TRY IT:
Carry on the article about Dr. Peter Breen and the UCI anesthesiology department, starting after its final sentence.

EXERCISE PASSAGE:
- - -

Doctors Behaving Badly: Dr. Peter Breen
Anesthesiologists everywhere cringed when they heard the news that Michael Jackson was found dead with a bag of propofol nearby.
The drug is too strong to be used as a sleep aid and deceptively simple to administer. Anesthesia drugs like propofol require constant monitoring, and Jackson, apparently, was
left unattended after receiving the drug.
To understand how anesthesiologists should (or should not) do their jobs, consider the case of Dr. Peter Breen (California License 78104).
While Breen was running the anesthesiology department at the University of California Irvine, he and other anesthesiologists falsified notes about their surgeries, according to federal inspectors and the California Medical Board. Investigators say the notes described how an operation had gone before the operation had begun, sometimes months in advance.
And it wasn't just the doctor's notes that may have been faked. After Dr. Glenn Provost was fired from the department, he sued UCI and claimed that nurses' signatures were forged on pre-operation records.
In a detailed account of the UCI anesthesiology department's troubles, Roy Rivenberg at the Los Angeles Times quoted one of anesthesiologist saying, "It's just a big mess."

- - -

SUPPLIED RECORDS:
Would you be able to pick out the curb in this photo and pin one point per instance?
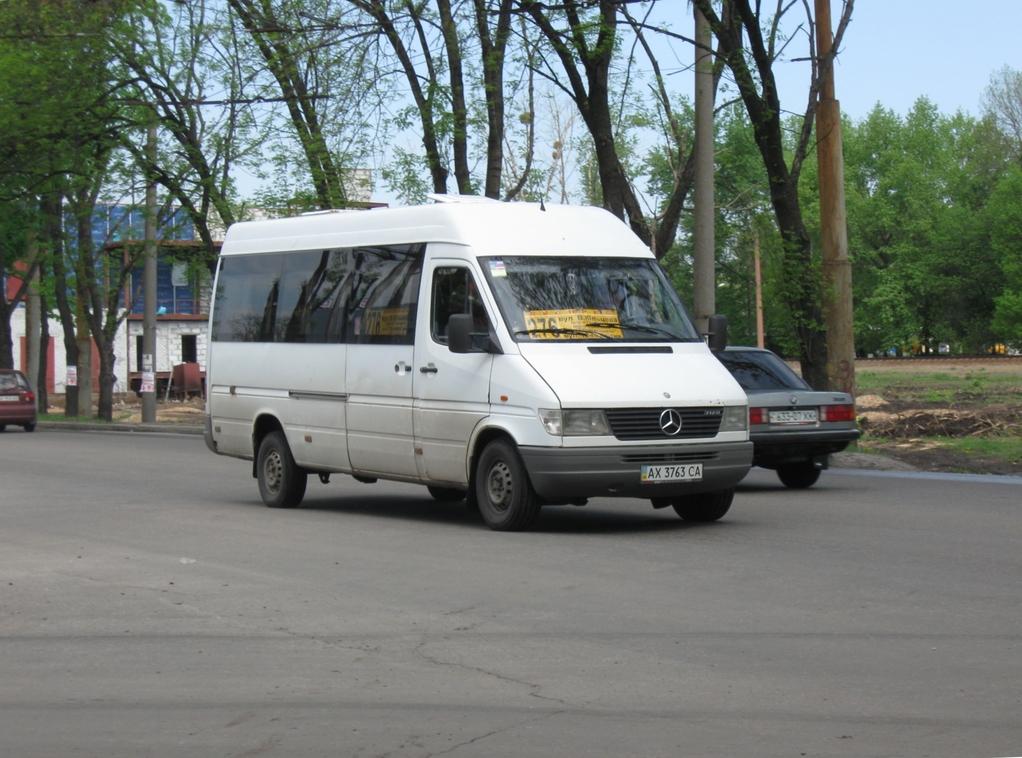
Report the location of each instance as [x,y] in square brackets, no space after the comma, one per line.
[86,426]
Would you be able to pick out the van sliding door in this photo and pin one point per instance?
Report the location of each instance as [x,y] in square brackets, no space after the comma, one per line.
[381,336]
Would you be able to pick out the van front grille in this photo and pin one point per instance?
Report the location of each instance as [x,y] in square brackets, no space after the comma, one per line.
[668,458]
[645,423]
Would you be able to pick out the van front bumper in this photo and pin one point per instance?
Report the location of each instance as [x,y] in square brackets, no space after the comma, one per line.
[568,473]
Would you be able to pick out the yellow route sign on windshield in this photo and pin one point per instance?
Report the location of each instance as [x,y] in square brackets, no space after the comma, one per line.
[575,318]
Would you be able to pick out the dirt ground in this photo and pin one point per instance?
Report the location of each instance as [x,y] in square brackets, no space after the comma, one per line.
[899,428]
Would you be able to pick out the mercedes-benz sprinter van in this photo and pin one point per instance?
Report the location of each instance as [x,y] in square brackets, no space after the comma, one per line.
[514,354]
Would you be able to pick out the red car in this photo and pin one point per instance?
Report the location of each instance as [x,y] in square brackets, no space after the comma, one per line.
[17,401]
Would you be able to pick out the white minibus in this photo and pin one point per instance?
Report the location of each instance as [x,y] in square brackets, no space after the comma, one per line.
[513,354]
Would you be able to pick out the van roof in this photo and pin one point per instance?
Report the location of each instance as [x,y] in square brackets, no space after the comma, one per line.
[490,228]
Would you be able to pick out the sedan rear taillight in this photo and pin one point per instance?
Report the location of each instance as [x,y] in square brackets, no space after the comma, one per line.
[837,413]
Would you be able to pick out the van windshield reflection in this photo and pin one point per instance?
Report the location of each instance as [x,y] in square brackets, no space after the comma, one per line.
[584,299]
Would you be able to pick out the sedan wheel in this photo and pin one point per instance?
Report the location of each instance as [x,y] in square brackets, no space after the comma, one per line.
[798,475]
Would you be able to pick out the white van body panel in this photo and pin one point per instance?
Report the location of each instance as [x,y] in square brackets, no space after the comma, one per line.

- - -

TASK OUTPUT:
Breen has denied doing anything wrong and told the Times that he attempted to end the practice of filling out reports before surgeries after he took over the department.
Rivenburg reported in September 2006 that the Medical Board was investigating Breen. He announced his resignation a few days later, effective June 2007, and continues to practice at UCI.
In August 2008 the U.S. Centers for Medicare and Medicaid Services found so many problems with the department that they threatened to yank all federal funding and turned the hospital temporarily over to the state Department of Public Health. A followup inspection in October found more problems. That same month, the Medical Board filed its case against Breen, and Kimi Yoshino at the Times wrote about it. Maureen Zehntner, appointed that March as the hospital's chief executive, announced her resignation a few weeks after Yoshino's story.
One detail from the Medical Board investigation suggests a lot about how Breen may have viewed the practice of anesthesiology. The board says that Breen assigned a medical resident whose hand was in a cast to surgical duties, knowing that the resident would be unable to handle the tasks at hand, including "intubation or airway management," in other words, insuring that the patients would be able to breath. One can almost hear the elder doctor boasting, "I can do that with one hand tied behind my back. Why can't you?"
Marla Jo Fisher at the Orange County Register wrote a great piece detailing how much money Breen was making while all this was going on. Nearly $500,000 a year in public money.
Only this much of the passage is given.